■ Exercise details ■
Return word for word the lines of the material below, from the line containing "player in pink" down through the line containing "[[578, 459], [142, 420], [458, 460], [304, 439]]", including both of those lines.

Some records
begin

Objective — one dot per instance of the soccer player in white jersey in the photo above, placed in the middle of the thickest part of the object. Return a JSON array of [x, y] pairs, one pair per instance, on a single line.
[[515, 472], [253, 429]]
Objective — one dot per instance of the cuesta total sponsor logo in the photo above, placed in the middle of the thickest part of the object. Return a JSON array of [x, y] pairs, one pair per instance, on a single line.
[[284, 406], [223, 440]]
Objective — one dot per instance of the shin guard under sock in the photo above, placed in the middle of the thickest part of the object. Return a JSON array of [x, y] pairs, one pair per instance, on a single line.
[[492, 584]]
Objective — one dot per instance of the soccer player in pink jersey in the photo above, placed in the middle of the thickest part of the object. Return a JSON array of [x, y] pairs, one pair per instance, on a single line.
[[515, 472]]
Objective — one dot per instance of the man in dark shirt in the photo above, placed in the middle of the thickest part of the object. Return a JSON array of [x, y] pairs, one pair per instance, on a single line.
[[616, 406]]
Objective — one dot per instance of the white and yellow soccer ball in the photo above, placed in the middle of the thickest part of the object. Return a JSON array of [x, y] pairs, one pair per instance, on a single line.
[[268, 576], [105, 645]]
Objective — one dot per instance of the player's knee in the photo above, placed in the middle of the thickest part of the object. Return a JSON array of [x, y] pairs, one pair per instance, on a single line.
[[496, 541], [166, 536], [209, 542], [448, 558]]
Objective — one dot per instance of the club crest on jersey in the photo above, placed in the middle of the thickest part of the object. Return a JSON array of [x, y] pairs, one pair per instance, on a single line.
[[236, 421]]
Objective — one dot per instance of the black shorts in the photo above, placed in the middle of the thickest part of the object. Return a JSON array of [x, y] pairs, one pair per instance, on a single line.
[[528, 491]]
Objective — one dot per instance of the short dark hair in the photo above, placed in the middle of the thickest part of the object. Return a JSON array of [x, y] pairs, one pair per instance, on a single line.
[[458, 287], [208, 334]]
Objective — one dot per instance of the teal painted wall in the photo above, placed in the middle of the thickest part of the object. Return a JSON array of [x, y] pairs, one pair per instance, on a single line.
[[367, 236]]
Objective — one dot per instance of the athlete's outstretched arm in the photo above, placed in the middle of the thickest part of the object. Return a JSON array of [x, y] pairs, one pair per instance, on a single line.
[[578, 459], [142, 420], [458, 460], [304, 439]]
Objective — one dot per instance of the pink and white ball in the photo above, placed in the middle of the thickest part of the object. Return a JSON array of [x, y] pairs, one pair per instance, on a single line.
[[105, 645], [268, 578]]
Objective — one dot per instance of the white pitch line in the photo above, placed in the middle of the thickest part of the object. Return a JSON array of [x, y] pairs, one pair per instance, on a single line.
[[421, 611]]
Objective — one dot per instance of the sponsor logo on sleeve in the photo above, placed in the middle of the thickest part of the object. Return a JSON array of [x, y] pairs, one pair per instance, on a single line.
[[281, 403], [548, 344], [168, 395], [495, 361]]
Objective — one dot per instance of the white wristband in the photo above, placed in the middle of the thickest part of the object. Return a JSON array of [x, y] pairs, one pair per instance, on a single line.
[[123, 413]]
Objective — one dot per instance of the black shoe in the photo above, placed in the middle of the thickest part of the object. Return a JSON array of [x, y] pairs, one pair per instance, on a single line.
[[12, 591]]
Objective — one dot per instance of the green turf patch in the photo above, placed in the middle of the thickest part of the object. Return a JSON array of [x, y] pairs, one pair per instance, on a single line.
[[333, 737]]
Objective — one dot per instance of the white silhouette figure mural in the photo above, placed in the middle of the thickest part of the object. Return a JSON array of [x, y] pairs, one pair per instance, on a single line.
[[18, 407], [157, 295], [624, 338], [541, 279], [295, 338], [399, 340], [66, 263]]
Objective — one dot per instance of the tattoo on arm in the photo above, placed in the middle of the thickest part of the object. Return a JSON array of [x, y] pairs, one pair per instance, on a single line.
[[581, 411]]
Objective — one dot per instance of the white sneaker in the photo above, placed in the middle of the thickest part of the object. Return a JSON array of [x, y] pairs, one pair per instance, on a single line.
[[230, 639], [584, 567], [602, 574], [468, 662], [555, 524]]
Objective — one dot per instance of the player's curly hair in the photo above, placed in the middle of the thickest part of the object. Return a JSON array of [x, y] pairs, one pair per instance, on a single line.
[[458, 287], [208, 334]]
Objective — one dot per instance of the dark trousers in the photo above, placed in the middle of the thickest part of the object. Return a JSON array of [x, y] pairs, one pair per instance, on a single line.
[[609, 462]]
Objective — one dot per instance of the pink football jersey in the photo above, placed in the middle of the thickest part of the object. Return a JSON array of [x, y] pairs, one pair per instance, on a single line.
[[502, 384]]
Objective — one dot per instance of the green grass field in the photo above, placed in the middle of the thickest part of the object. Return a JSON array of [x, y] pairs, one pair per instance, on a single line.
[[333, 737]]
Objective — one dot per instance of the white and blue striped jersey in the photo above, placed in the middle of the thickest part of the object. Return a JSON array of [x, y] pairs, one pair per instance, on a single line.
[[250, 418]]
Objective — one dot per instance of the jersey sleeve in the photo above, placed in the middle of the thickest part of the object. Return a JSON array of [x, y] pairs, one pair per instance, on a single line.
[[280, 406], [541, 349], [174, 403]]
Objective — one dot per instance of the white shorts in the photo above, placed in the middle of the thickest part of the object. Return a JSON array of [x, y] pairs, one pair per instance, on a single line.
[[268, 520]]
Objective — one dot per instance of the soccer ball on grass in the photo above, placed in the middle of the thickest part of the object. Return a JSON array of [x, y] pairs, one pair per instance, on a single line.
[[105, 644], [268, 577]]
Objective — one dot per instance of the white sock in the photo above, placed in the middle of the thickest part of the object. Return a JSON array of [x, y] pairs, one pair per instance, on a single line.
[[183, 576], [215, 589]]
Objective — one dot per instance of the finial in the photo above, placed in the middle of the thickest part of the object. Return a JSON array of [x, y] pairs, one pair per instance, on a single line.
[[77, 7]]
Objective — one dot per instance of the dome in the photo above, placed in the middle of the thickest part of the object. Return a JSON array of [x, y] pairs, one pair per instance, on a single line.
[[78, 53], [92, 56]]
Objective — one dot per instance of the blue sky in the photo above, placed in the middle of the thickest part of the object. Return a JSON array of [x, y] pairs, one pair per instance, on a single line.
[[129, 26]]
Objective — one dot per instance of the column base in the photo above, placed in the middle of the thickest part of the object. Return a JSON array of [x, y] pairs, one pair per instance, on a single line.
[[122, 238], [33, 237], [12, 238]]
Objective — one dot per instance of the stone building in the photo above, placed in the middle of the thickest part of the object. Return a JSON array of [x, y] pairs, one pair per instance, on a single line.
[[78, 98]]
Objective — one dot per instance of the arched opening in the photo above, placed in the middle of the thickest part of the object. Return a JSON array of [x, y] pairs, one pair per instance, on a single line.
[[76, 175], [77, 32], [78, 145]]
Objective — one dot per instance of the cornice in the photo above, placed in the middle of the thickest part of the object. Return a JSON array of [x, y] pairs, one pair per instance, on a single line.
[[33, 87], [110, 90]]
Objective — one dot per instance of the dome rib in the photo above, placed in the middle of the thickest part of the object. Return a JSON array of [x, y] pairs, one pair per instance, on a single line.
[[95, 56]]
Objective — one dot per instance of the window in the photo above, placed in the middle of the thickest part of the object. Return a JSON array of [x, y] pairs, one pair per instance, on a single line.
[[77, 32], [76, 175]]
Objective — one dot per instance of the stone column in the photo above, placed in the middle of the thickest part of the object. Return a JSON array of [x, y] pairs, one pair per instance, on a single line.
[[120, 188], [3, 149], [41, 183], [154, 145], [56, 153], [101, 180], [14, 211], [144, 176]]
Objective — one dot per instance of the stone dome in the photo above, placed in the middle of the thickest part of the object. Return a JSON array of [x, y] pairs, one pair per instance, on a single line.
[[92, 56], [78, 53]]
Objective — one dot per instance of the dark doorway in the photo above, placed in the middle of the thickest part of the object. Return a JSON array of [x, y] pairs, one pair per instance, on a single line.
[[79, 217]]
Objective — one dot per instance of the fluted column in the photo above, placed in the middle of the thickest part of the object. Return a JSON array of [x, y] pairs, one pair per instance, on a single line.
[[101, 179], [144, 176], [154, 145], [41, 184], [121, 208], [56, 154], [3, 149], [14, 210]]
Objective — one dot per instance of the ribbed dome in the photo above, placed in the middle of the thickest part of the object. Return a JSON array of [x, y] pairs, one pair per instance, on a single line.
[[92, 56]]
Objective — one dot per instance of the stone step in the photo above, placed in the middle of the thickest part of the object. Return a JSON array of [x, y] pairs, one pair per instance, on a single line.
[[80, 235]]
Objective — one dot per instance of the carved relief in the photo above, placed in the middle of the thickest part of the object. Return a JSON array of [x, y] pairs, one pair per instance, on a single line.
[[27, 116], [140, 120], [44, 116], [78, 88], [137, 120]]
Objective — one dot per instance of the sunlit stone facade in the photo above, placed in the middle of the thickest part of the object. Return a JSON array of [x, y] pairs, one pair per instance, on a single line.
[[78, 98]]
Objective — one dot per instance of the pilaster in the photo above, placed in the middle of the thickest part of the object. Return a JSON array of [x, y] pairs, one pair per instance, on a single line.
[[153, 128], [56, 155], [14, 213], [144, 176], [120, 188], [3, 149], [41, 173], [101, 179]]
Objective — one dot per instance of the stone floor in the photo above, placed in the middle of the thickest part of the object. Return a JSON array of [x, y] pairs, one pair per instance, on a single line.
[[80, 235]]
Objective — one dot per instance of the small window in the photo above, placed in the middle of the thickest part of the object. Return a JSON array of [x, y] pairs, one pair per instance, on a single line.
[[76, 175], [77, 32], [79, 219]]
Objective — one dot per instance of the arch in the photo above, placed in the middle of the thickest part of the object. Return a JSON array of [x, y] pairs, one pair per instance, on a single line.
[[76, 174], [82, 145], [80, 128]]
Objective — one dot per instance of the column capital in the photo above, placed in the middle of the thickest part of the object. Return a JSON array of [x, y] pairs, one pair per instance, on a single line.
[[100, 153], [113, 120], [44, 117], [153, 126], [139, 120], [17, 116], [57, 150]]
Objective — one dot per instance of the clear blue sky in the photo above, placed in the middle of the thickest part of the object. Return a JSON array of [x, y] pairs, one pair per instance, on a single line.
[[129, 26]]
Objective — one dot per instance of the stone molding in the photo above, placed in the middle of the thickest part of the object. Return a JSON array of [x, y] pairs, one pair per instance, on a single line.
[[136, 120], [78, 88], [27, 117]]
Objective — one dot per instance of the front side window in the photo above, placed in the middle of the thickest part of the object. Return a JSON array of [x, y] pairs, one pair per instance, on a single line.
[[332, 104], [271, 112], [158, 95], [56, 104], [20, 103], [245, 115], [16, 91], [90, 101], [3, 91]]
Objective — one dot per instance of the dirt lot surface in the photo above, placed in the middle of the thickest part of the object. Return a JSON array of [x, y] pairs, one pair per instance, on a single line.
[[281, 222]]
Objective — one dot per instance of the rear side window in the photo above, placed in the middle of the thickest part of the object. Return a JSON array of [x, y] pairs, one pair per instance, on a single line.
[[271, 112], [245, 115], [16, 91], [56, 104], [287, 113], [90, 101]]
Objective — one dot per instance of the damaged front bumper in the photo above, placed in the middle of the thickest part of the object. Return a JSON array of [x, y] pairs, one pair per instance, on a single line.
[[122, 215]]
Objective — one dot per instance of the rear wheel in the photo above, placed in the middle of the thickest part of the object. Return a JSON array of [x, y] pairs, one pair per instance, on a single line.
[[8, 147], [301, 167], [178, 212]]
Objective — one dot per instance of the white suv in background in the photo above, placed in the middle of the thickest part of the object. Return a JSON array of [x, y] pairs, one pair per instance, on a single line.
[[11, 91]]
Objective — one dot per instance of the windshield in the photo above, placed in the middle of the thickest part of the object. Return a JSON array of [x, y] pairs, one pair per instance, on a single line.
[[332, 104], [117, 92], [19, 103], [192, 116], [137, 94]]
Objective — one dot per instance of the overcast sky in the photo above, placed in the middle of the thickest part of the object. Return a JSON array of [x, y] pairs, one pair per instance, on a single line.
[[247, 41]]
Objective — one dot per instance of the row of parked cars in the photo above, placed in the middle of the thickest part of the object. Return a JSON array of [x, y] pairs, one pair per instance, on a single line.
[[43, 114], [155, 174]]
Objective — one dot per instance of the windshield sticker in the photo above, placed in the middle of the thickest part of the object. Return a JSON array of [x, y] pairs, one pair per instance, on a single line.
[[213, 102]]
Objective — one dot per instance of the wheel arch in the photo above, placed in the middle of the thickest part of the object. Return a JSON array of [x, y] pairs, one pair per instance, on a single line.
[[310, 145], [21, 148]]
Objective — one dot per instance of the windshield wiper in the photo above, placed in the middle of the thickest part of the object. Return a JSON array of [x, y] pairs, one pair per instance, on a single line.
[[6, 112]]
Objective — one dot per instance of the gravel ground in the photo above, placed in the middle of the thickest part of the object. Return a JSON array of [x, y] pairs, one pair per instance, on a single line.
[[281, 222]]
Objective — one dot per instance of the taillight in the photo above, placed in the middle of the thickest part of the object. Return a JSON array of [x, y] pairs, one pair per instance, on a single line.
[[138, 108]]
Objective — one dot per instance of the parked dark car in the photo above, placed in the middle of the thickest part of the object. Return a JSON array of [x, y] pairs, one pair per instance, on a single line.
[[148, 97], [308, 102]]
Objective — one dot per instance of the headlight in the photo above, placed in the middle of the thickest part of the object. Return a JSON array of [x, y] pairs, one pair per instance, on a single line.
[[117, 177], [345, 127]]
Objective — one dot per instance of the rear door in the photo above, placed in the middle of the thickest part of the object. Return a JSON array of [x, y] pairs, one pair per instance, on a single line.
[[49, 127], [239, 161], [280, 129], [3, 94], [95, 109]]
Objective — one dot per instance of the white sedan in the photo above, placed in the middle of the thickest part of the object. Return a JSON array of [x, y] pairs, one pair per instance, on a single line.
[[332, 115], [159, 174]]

end

■ Response to this task ■
Objective — one dot per instance of the soccer player in pink jersey in the photo above, placed in the middle of the thickest part of the object. Return a JSON array of [x, y] pairs, one pair per instance, on a single line.
[[515, 472]]
Objective — one dot per instance of the man in dark shirt in the photo above, placed in the middle of the thickest part of the object. Return a JSON array of [x, y] pairs, one pair per instance, on a single line.
[[616, 406]]
Objective — one dot per instance of the white and yellow soccer ball in the photo above, placed in the middle of the thickest part of the object. Return a JSON array of [x, y] pairs, one pair per instance, on a single line.
[[268, 576], [105, 645]]
Objective — one dot per instance of the player's knee in the photo above, placed in the middle of the thickest part of the object. Return a JSON array of [x, y] pairs, one pair per instance, on a single line.
[[496, 541], [166, 536], [209, 542], [448, 558]]
Objective — one dot per instance of the club crest on jersey in the photo above, placed in the middle of the thickest part of the object. Return a JSON array of [x, y] pairs, one pair per instance, on a single line.
[[236, 421]]
Objective — one dot per instance of the black shorts in the photo above, placed in the middle of the thickest part of the object. Return a JSON array of [x, y] pairs, one pair per instance, on a single line.
[[528, 491]]
Objective — one dot per instance of the short dark hair in the photo above, placed in the middle of the thickest part of the object. Return a JSON array of [x, y] pairs, one pair per instance, on a single line.
[[458, 287], [208, 334]]
Objective — one dot per instance of the teal painted wall in the photo above, placed in the middle of the thickest part of the object. Return a JSON array of [x, y] pairs, one pair per instance, on a single line.
[[367, 236]]
Objective — one dot per instance of the athlete's outstretched arm in the photo above, placed in the middle of the thickest part of the object. Return a JSON array of [x, y] pairs, one pair per instance, on a single line.
[[578, 459], [142, 420], [458, 460], [304, 439]]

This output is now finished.